§ **Cuplikan Artikel**:
● ● ● ●
Baca berita tanpa iklan. Gabung Kompas.com+

Karena Cinta Yockie Suryoprayogo...

Kompas.com - 07/08/2011, 02:02 WIB

SALOMO SIMANUNGKALIT

Berlian Hutauruk, Fariz RM, Eet Syahranie, dan Aning Katamsi berhasil membangkitkan ”semangat zaman” Yockie Suryoprayogo berkarya sejak pertengahan 1970-an hingga akhir 1980-an dalam konser apresiasi ”Yockie Reunion, Because of Love” di Nan Xiang Executive Ballroom Hotel Sultan, Jakarta, pada Jumat, 29 Juli. Mereka menghidupkan periode emas musik pop Indonesia dengan lagu-lagu yang menjadi ”klasik” dan semestinya dapat dinikmati semua generasi yang lahir sejak awal 1950-an.
● ● ● ●
§ **Soal Singkat 1**: Menurut artikel tentang konser Yockie di atas, di tempat mana konser itu diadakan?
§ **Soal Singkat 2**: Teruskan artikel tentang konser Yockie di atas, mulai dari sesudah kalimat terakhirnya.
● ● ● ●
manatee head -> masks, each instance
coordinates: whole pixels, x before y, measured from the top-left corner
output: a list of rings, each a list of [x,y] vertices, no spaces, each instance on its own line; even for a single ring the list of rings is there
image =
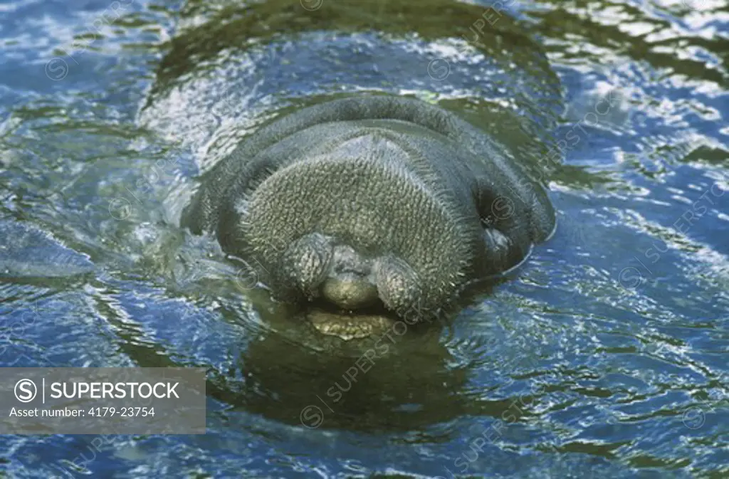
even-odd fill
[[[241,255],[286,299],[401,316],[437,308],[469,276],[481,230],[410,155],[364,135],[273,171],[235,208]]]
● ● ● ●
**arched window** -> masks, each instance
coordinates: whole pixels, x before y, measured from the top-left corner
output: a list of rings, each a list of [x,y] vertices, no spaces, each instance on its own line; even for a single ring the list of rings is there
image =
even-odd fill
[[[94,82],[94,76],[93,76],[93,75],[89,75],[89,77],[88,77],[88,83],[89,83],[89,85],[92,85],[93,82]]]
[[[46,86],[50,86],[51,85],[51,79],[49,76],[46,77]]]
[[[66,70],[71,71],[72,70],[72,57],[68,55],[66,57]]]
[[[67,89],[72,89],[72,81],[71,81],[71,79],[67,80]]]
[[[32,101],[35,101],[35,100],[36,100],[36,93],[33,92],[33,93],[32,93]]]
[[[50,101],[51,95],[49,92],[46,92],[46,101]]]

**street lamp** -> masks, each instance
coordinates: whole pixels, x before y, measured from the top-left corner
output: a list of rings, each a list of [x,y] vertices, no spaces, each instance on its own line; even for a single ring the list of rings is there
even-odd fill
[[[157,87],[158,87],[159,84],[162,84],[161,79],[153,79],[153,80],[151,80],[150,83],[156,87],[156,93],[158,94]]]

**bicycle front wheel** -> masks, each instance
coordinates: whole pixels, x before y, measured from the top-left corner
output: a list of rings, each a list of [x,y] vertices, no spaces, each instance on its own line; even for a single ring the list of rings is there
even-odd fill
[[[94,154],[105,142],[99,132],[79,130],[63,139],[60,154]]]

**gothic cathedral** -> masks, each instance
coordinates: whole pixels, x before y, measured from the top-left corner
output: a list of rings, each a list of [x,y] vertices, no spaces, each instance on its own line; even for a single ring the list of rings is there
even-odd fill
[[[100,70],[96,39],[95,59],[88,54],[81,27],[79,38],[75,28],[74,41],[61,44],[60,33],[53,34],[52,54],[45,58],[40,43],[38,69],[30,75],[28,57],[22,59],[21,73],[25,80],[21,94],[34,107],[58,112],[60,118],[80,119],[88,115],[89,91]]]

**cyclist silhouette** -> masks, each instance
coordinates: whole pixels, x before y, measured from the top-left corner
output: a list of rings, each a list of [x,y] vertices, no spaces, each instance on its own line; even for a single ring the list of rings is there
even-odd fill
● ● ● ●
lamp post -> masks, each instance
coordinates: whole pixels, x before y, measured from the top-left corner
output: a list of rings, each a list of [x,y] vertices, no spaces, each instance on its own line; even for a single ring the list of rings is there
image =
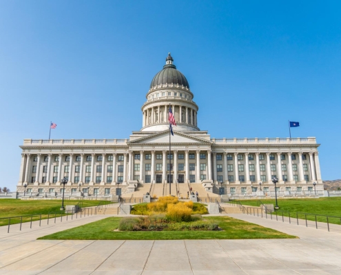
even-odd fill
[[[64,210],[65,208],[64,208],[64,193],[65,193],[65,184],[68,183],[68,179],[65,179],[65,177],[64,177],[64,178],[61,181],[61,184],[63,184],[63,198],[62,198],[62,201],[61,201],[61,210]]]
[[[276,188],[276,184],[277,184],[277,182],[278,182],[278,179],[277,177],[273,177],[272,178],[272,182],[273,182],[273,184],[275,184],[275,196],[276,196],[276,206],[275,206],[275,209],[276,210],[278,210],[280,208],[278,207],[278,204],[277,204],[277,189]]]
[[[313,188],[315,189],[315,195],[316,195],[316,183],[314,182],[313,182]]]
● ● ● ●
§ **Jawaban 1**: Di Nan Xiang Executive Ballroom Hotel Sultan, Jakarta.

§ **Jawaban 2**:
Dalam periode itu, dialog antara seniman musik dan produser rekaman masih mendapat ruang sehingga terbitlah karya-karya yang genrenya amat bervariasi dan di sana-sini terasa kekhasan masing-masing. Yockie sebagai penata musik dan pencipta lagu memainkan peran penting pada masa itu dengan melahirkan album-album tonggak dan tahan zaman bagi Berlian Hutauruk, Chrisye, Andi Meriem Mattalata, dan God Bless—untuk menyebut beberapa nama. 

Ambil misalnya Badai Pasti Berlalu (1977) yang melibatkan Berlian, Chrisye, Eros Djarot, Debby-Keenan Nasution, Fariz RM dan sering disebut sebagai album pop terbaik yang pernah dihasilkan anak negeri dalam 34 tahun terakhir. Di situ Yockie berperan sebagai salah satu penata musik.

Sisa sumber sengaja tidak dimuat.